[[ Dataset excerpts open ]]

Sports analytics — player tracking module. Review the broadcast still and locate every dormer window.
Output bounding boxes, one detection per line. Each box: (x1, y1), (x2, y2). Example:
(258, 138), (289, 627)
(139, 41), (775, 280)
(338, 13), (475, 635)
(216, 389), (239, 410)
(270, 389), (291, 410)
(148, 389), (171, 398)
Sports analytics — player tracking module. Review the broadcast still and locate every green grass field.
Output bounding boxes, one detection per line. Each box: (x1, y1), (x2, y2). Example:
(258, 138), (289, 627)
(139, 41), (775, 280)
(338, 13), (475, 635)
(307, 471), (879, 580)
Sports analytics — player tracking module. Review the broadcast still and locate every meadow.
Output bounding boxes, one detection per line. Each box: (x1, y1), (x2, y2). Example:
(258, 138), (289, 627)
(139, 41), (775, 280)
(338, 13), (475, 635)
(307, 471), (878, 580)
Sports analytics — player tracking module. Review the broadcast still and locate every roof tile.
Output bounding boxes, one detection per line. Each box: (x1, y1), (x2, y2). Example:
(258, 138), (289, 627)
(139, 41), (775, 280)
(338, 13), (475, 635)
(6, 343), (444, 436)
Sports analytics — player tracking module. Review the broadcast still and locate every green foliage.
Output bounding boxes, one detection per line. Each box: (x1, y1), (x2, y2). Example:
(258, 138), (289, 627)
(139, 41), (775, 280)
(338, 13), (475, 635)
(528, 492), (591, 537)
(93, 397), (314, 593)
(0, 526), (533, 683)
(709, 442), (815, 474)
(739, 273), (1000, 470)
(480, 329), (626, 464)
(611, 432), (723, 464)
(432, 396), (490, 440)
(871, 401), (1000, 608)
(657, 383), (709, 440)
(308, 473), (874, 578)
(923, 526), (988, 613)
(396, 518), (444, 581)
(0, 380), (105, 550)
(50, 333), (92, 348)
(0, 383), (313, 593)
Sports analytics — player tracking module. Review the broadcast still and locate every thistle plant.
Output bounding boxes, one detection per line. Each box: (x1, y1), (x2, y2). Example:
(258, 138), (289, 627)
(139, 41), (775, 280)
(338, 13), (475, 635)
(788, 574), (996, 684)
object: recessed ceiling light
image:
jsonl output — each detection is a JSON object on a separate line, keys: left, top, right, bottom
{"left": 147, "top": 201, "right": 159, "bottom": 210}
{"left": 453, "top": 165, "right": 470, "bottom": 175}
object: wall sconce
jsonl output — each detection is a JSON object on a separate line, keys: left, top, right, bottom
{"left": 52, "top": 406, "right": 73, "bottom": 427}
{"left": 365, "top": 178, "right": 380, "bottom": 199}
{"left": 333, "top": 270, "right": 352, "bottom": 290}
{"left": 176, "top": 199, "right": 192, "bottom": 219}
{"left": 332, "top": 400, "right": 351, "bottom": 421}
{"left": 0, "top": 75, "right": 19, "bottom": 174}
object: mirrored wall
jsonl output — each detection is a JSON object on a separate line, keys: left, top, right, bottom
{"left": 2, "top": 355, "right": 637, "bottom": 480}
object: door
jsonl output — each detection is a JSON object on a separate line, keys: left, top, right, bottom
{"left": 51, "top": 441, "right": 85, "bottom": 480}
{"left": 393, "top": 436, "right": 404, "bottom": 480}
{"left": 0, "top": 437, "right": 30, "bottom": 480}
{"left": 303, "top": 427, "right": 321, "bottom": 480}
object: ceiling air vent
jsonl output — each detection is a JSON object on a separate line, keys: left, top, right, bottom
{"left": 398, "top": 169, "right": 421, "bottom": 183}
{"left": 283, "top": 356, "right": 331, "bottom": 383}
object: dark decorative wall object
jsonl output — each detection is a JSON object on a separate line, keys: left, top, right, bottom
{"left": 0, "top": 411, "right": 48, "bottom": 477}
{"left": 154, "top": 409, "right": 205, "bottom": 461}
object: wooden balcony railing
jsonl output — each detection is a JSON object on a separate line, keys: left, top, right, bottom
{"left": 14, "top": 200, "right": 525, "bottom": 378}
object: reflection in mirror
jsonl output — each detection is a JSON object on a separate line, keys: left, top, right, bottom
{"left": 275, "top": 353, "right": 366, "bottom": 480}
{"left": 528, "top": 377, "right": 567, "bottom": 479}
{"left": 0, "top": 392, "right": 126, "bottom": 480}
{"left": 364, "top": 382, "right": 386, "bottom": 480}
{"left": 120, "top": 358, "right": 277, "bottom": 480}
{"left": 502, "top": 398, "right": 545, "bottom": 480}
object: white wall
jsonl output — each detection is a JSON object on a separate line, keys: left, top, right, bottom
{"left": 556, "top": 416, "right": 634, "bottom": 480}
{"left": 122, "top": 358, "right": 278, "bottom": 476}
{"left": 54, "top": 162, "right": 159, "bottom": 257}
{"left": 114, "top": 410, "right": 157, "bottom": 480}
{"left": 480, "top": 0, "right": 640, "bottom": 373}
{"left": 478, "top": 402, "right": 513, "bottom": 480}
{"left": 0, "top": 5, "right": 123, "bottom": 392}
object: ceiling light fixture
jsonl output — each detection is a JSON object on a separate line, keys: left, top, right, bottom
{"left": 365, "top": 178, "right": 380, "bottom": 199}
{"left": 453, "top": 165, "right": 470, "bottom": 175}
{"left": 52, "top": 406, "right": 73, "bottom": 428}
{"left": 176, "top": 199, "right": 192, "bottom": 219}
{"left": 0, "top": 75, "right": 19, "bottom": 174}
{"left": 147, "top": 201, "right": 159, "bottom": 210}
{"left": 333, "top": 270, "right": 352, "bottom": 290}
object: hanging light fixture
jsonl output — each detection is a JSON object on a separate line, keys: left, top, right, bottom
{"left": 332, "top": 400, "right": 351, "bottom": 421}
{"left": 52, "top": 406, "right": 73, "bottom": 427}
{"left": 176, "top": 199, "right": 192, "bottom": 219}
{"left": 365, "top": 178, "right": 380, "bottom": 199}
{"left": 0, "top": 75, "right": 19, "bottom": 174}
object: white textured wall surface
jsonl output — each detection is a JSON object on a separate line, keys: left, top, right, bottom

[[ Dataset excerpts closed ]]

▸ Activity: Transcribe the listing above line for line, from the first line to the line containing "every roof tile.", inclusive, with no other lines.

▸ Solution to this exercise:
Sports analytics — player tracking module. Review the broadcast still and locate every dormer window.
Output bounding boxes, one detection per line. Each box: (x1, y1), (x2, y2). Example:
(258, 138), (289, 627)
(139, 41), (775, 280)
(338, 13), (475, 635)
(216, 389), (239, 410)
(270, 389), (291, 410)
(148, 389), (171, 398)
Sports analytics — player tracking module. Review the broadcast still and locate every green grass field.
Output bounding boxes, one detection per line. Each box: (x1, y1), (x2, y2). Example:
(258, 138), (289, 627)
(139, 41), (775, 280)
(338, 13), (475, 635)
(307, 471), (879, 580)
Sports analytics — player tracking module. Review the broadcast still and locate every meadow.
Output bounding boxes, one detection per line. Each box: (x1, y1), (x2, y2). Example:
(258, 138), (289, 627)
(139, 41), (775, 280)
(338, 13), (475, 635)
(307, 471), (878, 580)
Sports analytics — player tracking module. Review the broadcast still and locate every roof tile.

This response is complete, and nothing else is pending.